#### [Task details]
Rewrite the data below from the line that contains "of the white" through the line that contains "233), (1041, 276)]", keeping every line, requests included. Raise each coordinate in the answers by 150 and leave everything else unchanged.

+++ Task input

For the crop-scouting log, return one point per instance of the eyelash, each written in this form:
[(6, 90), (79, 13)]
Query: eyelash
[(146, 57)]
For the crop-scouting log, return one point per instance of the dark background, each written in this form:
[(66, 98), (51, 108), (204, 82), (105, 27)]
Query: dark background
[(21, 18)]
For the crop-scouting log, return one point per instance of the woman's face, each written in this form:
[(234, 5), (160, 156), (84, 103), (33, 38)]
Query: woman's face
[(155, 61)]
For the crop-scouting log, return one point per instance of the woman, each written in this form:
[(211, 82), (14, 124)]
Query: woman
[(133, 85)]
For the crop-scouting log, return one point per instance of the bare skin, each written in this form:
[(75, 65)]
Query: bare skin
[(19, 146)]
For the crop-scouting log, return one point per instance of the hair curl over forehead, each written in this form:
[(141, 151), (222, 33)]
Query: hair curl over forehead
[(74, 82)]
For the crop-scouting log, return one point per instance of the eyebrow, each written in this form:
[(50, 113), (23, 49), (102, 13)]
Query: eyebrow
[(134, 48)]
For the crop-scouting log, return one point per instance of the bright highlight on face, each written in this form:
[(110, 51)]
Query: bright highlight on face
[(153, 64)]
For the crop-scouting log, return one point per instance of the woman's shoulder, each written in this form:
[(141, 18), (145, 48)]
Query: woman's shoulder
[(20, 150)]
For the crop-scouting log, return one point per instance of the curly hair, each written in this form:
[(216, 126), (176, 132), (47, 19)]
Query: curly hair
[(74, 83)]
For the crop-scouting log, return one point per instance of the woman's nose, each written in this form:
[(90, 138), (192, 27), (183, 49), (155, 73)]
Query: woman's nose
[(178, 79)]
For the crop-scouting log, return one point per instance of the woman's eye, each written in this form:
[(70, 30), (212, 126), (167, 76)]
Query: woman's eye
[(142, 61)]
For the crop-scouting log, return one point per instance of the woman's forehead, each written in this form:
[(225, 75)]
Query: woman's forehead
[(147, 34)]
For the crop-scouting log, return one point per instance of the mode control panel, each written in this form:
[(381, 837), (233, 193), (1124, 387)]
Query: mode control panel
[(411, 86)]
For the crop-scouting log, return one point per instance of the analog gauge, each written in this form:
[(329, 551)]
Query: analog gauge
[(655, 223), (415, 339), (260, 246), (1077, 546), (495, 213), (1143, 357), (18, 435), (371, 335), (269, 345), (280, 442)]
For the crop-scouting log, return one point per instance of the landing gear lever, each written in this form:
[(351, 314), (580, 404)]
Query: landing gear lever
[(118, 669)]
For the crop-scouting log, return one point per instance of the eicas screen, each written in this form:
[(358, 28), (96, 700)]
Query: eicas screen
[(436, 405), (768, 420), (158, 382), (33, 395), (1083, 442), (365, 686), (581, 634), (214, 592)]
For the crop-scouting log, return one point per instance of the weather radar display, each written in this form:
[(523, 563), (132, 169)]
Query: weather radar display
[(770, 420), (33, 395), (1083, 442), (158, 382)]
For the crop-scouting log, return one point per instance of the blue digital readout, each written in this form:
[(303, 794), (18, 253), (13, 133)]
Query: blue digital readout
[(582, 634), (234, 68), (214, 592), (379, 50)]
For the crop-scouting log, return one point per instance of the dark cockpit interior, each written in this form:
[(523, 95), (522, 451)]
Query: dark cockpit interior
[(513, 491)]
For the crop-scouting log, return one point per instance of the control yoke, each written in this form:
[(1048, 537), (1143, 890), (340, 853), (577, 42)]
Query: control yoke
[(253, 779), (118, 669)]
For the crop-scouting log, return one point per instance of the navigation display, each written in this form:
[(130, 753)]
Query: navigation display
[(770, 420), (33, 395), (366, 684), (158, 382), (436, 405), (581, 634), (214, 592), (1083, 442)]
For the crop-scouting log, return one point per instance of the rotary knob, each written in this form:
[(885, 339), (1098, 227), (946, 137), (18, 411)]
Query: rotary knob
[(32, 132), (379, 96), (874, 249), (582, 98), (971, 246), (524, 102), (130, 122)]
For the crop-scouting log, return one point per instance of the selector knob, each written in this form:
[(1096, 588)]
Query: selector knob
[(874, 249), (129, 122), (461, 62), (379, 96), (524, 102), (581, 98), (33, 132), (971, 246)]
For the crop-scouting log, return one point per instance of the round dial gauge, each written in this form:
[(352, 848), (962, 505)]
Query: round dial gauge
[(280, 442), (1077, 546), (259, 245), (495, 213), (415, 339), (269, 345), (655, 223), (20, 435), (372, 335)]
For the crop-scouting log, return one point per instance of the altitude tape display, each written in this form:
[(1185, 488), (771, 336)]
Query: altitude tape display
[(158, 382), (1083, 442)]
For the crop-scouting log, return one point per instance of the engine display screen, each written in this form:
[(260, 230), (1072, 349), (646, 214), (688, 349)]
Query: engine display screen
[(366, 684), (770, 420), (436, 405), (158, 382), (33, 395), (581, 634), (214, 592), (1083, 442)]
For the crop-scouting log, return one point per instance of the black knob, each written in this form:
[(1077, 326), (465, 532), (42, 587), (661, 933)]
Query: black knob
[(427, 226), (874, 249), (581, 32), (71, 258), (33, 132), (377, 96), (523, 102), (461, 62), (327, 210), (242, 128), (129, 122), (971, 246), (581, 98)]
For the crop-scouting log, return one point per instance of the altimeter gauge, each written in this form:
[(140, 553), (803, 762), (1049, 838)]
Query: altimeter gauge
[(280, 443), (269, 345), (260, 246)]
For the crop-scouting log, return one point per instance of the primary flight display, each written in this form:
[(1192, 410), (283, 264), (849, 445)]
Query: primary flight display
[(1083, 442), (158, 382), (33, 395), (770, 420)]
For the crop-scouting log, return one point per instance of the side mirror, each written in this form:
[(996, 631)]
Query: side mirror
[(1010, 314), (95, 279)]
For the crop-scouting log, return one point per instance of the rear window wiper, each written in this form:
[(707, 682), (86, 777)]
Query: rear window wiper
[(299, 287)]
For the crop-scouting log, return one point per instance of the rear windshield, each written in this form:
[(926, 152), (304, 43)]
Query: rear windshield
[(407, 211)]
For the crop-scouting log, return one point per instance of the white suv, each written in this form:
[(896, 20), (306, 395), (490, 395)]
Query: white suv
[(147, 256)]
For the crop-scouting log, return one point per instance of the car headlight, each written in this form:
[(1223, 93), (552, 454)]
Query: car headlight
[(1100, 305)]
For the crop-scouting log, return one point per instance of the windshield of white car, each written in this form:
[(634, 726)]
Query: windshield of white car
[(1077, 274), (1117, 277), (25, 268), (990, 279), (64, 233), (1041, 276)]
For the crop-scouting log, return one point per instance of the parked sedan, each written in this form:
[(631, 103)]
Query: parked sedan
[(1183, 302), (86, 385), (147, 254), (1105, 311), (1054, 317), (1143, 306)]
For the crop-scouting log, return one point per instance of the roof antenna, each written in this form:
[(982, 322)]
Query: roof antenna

++++++

#### [Correct output]
For the crop-scouting log, return one point per instance of the white suv, each written in this form:
[(896, 20), (306, 395), (490, 395)]
Query: white suv
[(297, 406)]
For the crop-scouting log, return one point per instance of the car headlight, each written in this form:
[(1223, 93), (552, 454)]
Query: car headlight
[(1250, 455)]
For the crop-scouting log, return one point per instance of the windshield of white car, each written in this form:
[(634, 726)]
Query: windshield of white car
[(1227, 424), (1267, 427), (175, 418), (1140, 429), (214, 383), (1191, 426)]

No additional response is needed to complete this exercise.